▶ [Objective]:
According to the passage on composting bleached and dyed hair, why is chemically treated hair often recommended to be kept out of home or food-garden compost?
** start of Excerpted passage **
Where it gets tricky: bleached & dyed hair

Most sustainability and composting educators land here:

  • Untreated hair (no chemical dyes, perms, straighteners, heavy product buildup)
    → Generally considered safe to compost in home systems or send to community compost.

  • Bleached, heavily dyed, permed, or chemically straightened hair
    → Often recommended to keep out of home or food-garden compost, because those treatments can leave synthetic chemicals and metals in the hair shaft that may leach into the pile.

Some municipal compost programs do accept dyed hair in small quantities, and a few explicitly say it’s fine. But for a “do no harm” approach, especially in gardens growing food, many zero-waste guides advise avoiding clearly chemically treated hair in your compost.

So a simple working rule:

Barber-shop style clippings (mostly natural hair) = great compost feedstock.
High-chemical salon lightening & vivid color = better sent to specialized recycling than to your tomato patch.
** end of Excerpted passage **
** start of Given data **
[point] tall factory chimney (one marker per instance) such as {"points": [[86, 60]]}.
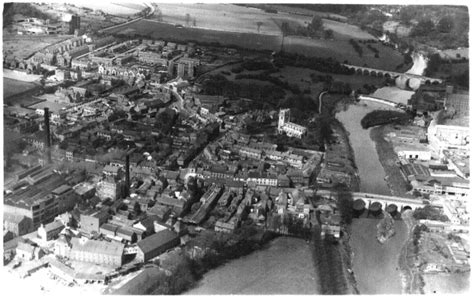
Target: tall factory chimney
{"points": [[48, 134], [127, 174]]}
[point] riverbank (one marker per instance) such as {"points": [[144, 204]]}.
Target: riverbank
{"points": [[375, 264], [412, 281], [370, 171], [388, 159]]}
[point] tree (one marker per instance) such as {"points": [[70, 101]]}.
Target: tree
{"points": [[285, 28], [259, 24], [316, 23], [406, 15], [188, 19], [423, 28], [445, 24]]}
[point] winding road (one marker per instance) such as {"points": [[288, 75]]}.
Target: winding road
{"points": [[321, 100]]}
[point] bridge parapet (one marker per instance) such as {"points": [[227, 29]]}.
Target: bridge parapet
{"points": [[392, 74]]}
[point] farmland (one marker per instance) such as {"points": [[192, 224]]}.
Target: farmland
{"points": [[234, 18], [17, 92], [338, 49], [229, 18], [25, 46]]}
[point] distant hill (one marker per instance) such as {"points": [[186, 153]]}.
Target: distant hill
{"points": [[25, 9]]}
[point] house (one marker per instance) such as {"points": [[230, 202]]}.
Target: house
{"points": [[109, 230], [127, 234], [98, 252], [226, 227], [17, 224], [91, 223], [50, 231], [147, 225], [25, 251], [156, 244], [330, 220]]}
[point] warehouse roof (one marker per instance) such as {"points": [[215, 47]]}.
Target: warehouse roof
{"points": [[98, 247], [156, 240]]}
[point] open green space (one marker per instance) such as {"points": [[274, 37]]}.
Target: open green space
{"points": [[340, 50], [19, 92]]}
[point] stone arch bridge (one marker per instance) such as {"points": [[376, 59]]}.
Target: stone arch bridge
{"points": [[390, 74]]}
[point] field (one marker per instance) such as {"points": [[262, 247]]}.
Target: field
{"points": [[220, 17], [396, 27], [234, 18], [346, 31], [26, 45], [446, 283], [285, 267], [13, 87], [337, 49], [394, 94], [375, 264]]}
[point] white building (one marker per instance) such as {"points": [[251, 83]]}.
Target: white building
{"points": [[441, 137], [405, 152], [291, 129]]}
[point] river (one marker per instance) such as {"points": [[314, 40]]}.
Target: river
{"points": [[420, 63], [284, 267], [370, 170], [376, 265]]}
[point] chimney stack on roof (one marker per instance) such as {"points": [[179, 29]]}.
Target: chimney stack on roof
{"points": [[48, 134]]}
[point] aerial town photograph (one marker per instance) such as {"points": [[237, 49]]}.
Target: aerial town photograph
{"points": [[235, 148]]}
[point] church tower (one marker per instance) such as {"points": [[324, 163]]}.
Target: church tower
{"points": [[283, 118]]}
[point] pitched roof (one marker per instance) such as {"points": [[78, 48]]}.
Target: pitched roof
{"points": [[53, 226], [99, 247], [156, 240]]}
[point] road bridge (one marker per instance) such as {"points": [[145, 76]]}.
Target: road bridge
{"points": [[401, 203], [390, 74], [369, 198]]}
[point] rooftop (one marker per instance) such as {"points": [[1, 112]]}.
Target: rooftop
{"points": [[156, 240], [100, 247]]}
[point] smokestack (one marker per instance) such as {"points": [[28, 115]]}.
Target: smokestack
{"points": [[48, 134], [127, 173]]}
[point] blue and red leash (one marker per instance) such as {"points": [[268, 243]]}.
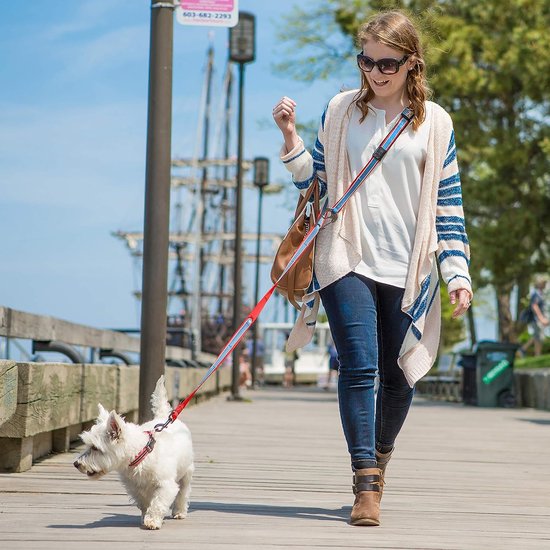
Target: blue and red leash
{"points": [[324, 215]]}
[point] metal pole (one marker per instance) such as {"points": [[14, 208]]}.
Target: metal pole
{"points": [[257, 284], [237, 275], [157, 206]]}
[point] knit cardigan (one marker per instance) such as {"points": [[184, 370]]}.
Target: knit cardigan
{"points": [[440, 232]]}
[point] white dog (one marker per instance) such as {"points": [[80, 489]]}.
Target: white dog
{"points": [[162, 479]]}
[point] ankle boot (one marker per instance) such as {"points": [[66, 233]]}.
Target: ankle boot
{"points": [[366, 487], [382, 460]]}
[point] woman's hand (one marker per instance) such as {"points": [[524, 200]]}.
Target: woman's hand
{"points": [[284, 115], [462, 298]]}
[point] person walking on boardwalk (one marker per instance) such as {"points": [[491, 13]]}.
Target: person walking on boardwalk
{"points": [[376, 262], [536, 318]]}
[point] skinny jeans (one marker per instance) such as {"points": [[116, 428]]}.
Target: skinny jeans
{"points": [[368, 328]]}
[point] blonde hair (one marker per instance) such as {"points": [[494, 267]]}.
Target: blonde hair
{"points": [[396, 30]]}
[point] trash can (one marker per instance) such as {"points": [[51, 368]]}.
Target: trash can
{"points": [[488, 375], [469, 384]]}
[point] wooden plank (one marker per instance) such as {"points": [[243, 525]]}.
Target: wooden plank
{"points": [[273, 473], [19, 324], [8, 390]]}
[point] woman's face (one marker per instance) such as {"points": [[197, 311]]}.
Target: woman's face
{"points": [[385, 85]]}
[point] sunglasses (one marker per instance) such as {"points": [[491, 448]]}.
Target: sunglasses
{"points": [[385, 66]]}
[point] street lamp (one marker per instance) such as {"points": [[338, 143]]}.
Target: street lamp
{"points": [[261, 179], [242, 50]]}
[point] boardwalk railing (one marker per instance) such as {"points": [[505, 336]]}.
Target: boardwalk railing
{"points": [[44, 406]]}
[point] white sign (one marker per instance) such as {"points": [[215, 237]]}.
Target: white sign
{"points": [[211, 13]]}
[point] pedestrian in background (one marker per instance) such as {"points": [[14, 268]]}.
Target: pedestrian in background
{"points": [[535, 317]]}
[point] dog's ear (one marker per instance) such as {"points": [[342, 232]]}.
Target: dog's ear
{"points": [[114, 426], [103, 414]]}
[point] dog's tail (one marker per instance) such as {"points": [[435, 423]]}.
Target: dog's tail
{"points": [[159, 400]]}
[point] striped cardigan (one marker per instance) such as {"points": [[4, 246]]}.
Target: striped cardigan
{"points": [[440, 232]]}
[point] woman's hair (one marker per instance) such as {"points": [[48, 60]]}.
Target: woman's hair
{"points": [[395, 29]]}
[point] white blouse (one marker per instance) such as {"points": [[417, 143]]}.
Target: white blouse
{"points": [[389, 198]]}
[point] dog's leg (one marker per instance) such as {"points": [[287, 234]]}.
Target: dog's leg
{"points": [[181, 504], [163, 496]]}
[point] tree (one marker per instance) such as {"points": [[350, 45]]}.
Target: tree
{"points": [[489, 66]]}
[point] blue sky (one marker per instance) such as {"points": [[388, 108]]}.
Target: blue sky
{"points": [[73, 104], [73, 107]]}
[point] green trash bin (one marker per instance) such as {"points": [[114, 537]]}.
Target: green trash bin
{"points": [[495, 374]]}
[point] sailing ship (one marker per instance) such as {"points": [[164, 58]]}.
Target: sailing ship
{"points": [[202, 229]]}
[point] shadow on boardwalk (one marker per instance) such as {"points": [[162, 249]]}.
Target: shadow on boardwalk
{"points": [[273, 473]]}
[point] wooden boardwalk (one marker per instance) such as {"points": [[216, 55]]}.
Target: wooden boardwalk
{"points": [[273, 473]]}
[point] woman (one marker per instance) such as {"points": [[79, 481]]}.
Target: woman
{"points": [[375, 264]]}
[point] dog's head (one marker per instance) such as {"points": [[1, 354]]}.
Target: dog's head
{"points": [[105, 449]]}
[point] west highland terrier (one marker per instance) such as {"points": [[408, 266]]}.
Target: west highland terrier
{"points": [[162, 479]]}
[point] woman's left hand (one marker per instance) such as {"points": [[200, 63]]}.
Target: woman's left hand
{"points": [[462, 298]]}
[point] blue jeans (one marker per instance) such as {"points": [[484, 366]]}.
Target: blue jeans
{"points": [[368, 328]]}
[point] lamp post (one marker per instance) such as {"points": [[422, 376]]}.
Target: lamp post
{"points": [[157, 205], [241, 50], [261, 179]]}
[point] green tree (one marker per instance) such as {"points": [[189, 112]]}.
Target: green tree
{"points": [[489, 66]]}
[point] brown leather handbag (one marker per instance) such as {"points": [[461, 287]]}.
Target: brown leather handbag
{"points": [[293, 286]]}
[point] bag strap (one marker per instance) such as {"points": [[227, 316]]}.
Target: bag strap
{"points": [[312, 191], [404, 120]]}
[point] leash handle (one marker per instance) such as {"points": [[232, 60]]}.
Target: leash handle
{"points": [[324, 214]]}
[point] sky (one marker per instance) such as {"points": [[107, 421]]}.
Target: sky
{"points": [[73, 115]]}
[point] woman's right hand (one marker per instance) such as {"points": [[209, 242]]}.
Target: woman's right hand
{"points": [[284, 115]]}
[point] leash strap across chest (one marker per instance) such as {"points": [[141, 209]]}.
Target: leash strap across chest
{"points": [[324, 215]]}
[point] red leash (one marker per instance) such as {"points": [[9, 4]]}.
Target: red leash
{"points": [[324, 214]]}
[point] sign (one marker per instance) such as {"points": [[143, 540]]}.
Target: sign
{"points": [[210, 13]]}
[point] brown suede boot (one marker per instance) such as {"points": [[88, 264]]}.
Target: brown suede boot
{"points": [[366, 487], [382, 462]]}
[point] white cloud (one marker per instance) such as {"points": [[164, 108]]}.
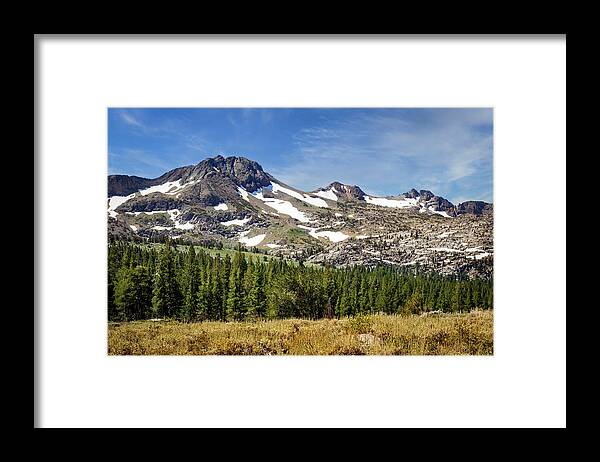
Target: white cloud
** end of Given data **
▶ [Task response]:
Bleaching, heavy dyeing, perming, and chemical straightening can leave synthetic chemicals and metals in the hair shaft, and these may leach into the compost pile.